- **DESCRIPTION OF THE TASK**:
Set the data down again, word for word, as it appears below.

(Source data)

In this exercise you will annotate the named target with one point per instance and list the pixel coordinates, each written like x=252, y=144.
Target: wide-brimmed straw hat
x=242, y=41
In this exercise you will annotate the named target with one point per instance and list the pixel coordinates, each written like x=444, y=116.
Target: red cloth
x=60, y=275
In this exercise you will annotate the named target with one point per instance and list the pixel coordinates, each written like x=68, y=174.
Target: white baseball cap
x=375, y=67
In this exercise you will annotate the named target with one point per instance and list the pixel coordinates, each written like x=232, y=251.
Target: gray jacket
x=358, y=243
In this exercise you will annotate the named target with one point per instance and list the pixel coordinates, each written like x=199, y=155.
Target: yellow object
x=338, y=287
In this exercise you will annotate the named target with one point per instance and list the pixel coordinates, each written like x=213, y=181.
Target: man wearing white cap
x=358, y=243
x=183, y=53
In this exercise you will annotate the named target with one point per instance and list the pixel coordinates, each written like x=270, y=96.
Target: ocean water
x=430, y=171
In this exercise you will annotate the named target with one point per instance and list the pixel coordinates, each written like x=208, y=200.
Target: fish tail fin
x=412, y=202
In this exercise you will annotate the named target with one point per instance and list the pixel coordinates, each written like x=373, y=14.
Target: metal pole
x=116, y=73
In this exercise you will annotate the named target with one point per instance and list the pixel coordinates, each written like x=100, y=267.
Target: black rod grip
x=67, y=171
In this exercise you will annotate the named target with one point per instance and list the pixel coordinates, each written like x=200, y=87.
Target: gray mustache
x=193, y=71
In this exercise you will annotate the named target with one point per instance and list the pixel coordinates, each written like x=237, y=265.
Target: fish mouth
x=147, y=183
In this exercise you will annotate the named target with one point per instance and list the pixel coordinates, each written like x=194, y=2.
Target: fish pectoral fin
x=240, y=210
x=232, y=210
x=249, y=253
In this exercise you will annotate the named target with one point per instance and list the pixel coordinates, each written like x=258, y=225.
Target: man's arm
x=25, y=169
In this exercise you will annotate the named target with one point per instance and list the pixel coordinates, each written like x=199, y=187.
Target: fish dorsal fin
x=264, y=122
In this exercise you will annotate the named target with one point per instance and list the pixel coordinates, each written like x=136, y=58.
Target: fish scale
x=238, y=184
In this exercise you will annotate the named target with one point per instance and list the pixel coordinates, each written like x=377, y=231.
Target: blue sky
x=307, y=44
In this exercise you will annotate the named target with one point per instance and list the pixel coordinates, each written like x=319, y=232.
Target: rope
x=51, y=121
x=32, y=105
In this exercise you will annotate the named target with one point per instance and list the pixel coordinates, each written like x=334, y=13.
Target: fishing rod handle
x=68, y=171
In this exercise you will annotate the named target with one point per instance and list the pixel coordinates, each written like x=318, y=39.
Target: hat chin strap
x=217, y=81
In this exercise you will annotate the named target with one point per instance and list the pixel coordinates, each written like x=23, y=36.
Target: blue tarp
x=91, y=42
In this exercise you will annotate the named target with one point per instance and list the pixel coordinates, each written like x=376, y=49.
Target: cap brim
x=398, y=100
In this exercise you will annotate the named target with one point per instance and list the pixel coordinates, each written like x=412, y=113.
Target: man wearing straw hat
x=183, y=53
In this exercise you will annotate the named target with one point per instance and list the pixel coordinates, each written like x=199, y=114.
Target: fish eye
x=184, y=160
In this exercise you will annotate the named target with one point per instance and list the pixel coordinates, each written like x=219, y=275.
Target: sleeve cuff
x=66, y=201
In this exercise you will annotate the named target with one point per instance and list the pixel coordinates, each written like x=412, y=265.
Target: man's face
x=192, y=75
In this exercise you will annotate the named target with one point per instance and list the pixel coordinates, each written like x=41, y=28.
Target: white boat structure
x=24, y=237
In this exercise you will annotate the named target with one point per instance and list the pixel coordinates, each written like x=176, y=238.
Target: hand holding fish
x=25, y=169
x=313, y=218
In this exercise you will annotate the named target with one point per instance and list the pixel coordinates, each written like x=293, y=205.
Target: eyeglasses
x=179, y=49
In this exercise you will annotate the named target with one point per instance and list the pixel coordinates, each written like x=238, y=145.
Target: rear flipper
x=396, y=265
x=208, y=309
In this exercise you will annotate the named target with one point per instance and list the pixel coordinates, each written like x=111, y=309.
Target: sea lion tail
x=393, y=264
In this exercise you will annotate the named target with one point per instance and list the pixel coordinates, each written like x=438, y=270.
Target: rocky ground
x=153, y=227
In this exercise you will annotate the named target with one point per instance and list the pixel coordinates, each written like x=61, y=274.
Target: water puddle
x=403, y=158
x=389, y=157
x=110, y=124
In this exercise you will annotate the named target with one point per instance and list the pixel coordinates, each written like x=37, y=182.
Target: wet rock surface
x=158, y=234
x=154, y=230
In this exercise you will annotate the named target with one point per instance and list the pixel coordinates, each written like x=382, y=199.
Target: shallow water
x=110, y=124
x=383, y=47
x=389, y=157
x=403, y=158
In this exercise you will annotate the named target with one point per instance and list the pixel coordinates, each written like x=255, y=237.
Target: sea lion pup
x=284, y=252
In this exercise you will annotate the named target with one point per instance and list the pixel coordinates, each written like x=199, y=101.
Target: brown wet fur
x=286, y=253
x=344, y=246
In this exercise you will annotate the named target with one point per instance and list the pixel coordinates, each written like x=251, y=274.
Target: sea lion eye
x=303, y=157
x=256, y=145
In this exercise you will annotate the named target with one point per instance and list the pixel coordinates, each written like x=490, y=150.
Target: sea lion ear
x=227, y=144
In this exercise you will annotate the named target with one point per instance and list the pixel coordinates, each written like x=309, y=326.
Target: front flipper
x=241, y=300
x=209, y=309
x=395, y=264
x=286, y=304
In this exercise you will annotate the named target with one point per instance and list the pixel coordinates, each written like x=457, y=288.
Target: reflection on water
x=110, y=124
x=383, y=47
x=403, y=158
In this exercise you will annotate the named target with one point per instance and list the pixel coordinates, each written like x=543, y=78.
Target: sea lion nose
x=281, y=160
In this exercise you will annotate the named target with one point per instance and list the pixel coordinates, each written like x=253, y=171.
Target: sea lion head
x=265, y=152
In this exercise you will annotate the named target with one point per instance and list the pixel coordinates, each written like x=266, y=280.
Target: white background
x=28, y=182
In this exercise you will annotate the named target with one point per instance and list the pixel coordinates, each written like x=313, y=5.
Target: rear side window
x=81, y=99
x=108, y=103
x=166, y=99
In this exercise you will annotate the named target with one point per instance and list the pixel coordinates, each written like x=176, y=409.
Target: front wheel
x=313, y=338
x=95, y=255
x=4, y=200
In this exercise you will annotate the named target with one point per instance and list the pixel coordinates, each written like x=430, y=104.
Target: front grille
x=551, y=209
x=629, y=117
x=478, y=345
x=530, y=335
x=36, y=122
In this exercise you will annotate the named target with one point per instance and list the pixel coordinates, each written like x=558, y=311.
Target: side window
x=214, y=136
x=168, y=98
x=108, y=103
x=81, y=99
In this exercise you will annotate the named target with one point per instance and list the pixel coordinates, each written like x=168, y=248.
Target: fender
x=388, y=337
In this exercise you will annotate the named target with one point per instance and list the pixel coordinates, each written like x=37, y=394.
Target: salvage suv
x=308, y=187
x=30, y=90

- **TASK OUTPUT**:
In this exercise you will annotate the named target with one point per instance and list the pixel coordinates, each written like x=252, y=144.
Target: wide-brimmed straw hat
x=242, y=41
In this exercise you will annotate the named target with one point per instance and list the pixel coordinates, each written like x=444, y=116.
Target: red cloth
x=60, y=275
In this exercise you will annotate the named target with one point per instance and list the pixel coordinates, each written like x=68, y=174.
Target: white baseball cap
x=375, y=67
In this exercise you will annotate the named target with one point per instance and list the pixel coordinates, each written like x=232, y=251.
Target: gray jacket
x=358, y=243
In this exercise you will annotate the named target with one point per instance and list the pixel coordinates, each written like x=199, y=155.
Target: yellow object
x=338, y=287
In this exercise you will annotate the named target with one point per instance and list the pixel coordinates, each written like x=213, y=181.
Target: man wearing white cap
x=358, y=243
x=183, y=53
In this exercise you will annotate the named target with one point per instance and list the pixel coordinates, each written like x=270, y=96.
Target: ocean water
x=430, y=171
In this exercise you will annotate the named target with one point per instance and list the pixel coordinates, each written like x=208, y=200.
Target: fish tail fin
x=412, y=202
In this exercise you will annotate the named target with one point per instance and list the pixel coordinates, each written like x=373, y=14.
Target: metal pole
x=116, y=73
In this exercise you will annotate the named target with one point per instance and list the pixel coordinates, each written like x=100, y=267.
Target: black rod grip
x=67, y=171
In this exercise you will annotate the named target with one point per instance and list the pixel coordinates, each written like x=200, y=87.
Target: gray mustache
x=193, y=71
In this exercise you will annotate the named target with one point per instance and list the pixel coordinates, each written like x=237, y=265.
Target: fish mouth
x=147, y=183
In this exercise you will annotate the named target with one point per instance and list the pixel coordinates, each written like x=194, y=2.
Target: fish pectoral fin
x=240, y=210
x=232, y=210
x=249, y=253
In this exercise you will annotate the named target with one point per instance and list the pixel coordinates, each written like x=258, y=225.
Target: man's arm
x=25, y=169
In this exercise you will annotate the named target with one point per instance and list the pixel coordinates, each written like x=199, y=187.
Target: fish dorsal fin
x=264, y=122
In this exercise you will annotate the named target with one point per instance and list the pixel coordinates, each written like x=136, y=58.
Target: fish scale
x=238, y=184
In this exercise you will annotate the named target with one point per instance and list the pixel coordinates, each written like x=377, y=231.
Target: blue sky
x=307, y=44
In this exercise you will annotate the named target with one point per instance and list the pixel coordinates, each written like x=319, y=232.
Target: rope
x=51, y=121
x=32, y=105
In this exercise you will annotate the named target with one point per instance and list the pixel coordinates, each written like x=334, y=13.
Target: fishing rod handle
x=68, y=171
In this exercise you will annotate the named target with one point per instance and list the pixel coordinates, each written like x=318, y=39.
Target: hat chin strap
x=217, y=81
In this exercise you will annotate the named target with one point per instance and list the pixel coordinates, each written like x=23, y=36.
Target: blue tarp
x=91, y=42
In this exercise you will annotate the named target with one point per instance and list the pixel coordinates, each written like x=376, y=49.
Target: cap brim
x=398, y=100
In this exercise you will annotate the named target with one point per instance and list the pixel coordinates, each written like x=412, y=113.
Target: man wearing straw hat
x=183, y=53
In this exercise you will annotate the named target with one point per instance and list the pixel coordinates, each written like x=199, y=114.
Target: fish eye
x=184, y=160
In this exercise you will annotate the named target with one point per instance and list the pixel coordinates, each written like x=219, y=275.
Target: sleeve cuff
x=66, y=201
In this exercise you will annotate the named target with one point per instance and list the pixel coordinates, each written like x=412, y=265.
Target: man's face
x=192, y=75
In this exercise you will annotate the named target with one point per instance and list the pixel coordinates, each written like x=41, y=28.
Target: white boat structure
x=24, y=237
In this exercise you will annotate the named target with one point per instance and list the pixel coordinates, each written like x=176, y=238.
Target: hand holding fish
x=25, y=169
x=313, y=218
In this exercise you will annotate the named target with one point per instance and list the pixel coordinates, each written like x=293, y=205.
Target: eyeglasses
x=179, y=49
In this exercise you will annotate the named target with one point per instance and list the pixel coordinates, each written like x=238, y=145.
Target: rear flipper
x=396, y=265
x=208, y=309
In this exercise you will annotate the named target with one point per instance and list the pixel coordinates, each written like x=111, y=309.
Target: sea lion tail
x=393, y=264
In this exercise you will annotate the named target with one point per instance and list the pixel coordinates, each written like x=438, y=270.
Target: rocky ground
x=153, y=227
In this exercise you will annotate the named target with one point per instance and list the pixel coordinates, each written like x=61, y=274.
Target: water puddle
x=403, y=158
x=389, y=157
x=110, y=124
In this exercise you will annotate the named target with one point per instance and list the pixel coordinates, each written like x=37, y=182.
Target: wet rock surface
x=158, y=234
x=154, y=230
In this exercise you will annotate the named target with one point per instance and list the pixel coordinates, each written like x=382, y=199.
Target: shallow water
x=110, y=124
x=383, y=47
x=389, y=157
x=403, y=158
In this exercise you will annotate the named target with one point per instance and list the pixel coordinates, each written like x=255, y=237.
Target: sea lion pup
x=284, y=252
In this exercise you will annotate the named target with one point per instance and list the pixel coordinates, each written like x=199, y=101.
Target: brown wet fur
x=286, y=253
x=344, y=246
In this exercise you will annotate the named target with one point per instance and list the pixel coordinates, each written like x=251, y=274.
Target: sea lion eye
x=303, y=157
x=256, y=145
In this exercise you will annotate the named target with one point per instance and list the pixel coordinates, each written like x=490, y=150.
Target: sea lion ear
x=227, y=144
In this exercise you will annotate the named target with one point per instance and list the pixel coordinates, each written like x=309, y=326.
Target: front flipper
x=241, y=300
x=209, y=309
x=395, y=264
x=286, y=304
In this exercise you will annotate the named target with one point per instance and list the pixel coordinates, each written like x=457, y=288.
Target: reflection on water
x=110, y=124
x=383, y=47
x=403, y=158
In this exercise you will annotate the named target with one point per instance and list the pixel coordinates, each written like x=543, y=78.
Target: sea lion nose
x=281, y=160
In this exercise you will annotate the named target with one point per instance and list the pixel coordinates, each written like x=253, y=171.
Target: sea lion head
x=265, y=152
In this exercise you will annotate the named target with one point per instance and list the pixel coordinates, each written like x=266, y=280.
Target: white background
x=28, y=182
In this exercise you will annotate the named target with one point per instance and list the pixel coordinates, each written like x=313, y=5.
Target: rear side window
x=81, y=99
x=108, y=103
x=166, y=99
In this exercise you will annotate the named target with one point per instance and list the pixel coordinates, each written like x=176, y=409.
Target: front wheel
x=313, y=338
x=95, y=255
x=4, y=200
In this exercise you will annotate the named target with one point per instance and list the pixel coordinates, each written like x=430, y=104.
Target: front grille
x=551, y=209
x=629, y=117
x=478, y=345
x=530, y=335
x=36, y=122
In this exercise you will annotate the named target with one point per instance and list the pixel coordinates, each written like x=558, y=311.
Target: side window
x=214, y=136
x=168, y=98
x=108, y=103
x=81, y=99
In this exercise you will annotate the named target with one point per instance and list the pixel coordinates, each written like x=168, y=248.
Target: fender
x=388, y=337
In this exercise you will annotate the named target with one point per instance and list the pixel coordinates, each written like x=37, y=394.
Target: salvage suv
x=308, y=187
x=30, y=90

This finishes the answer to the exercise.